WHAT THE TASK ASKS: Rewrite the records below with "white hat" changed to "straw hat" and everything else left as it is. Leave the pictures out.

AVAILABLE DATA:
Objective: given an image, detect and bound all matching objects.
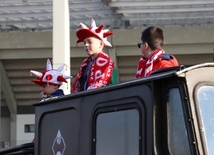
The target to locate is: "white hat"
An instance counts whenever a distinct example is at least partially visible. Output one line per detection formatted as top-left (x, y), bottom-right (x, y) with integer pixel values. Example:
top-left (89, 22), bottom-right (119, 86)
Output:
top-left (76, 19), bottom-right (113, 47)
top-left (30, 59), bottom-right (72, 86)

PROBLEM SOLUTION:
Objective: given an image, detect and bound all matching objects.
The target to locate is: "straw hat"
An instance counts whenever a distinct example is at least partially visible. Output one line per detection formatted as top-left (x, y), bottom-right (x, y) with integer pixel values. Example:
top-left (89, 22), bottom-right (119, 86)
Output:
top-left (76, 19), bottom-right (113, 47)
top-left (30, 59), bottom-right (72, 86)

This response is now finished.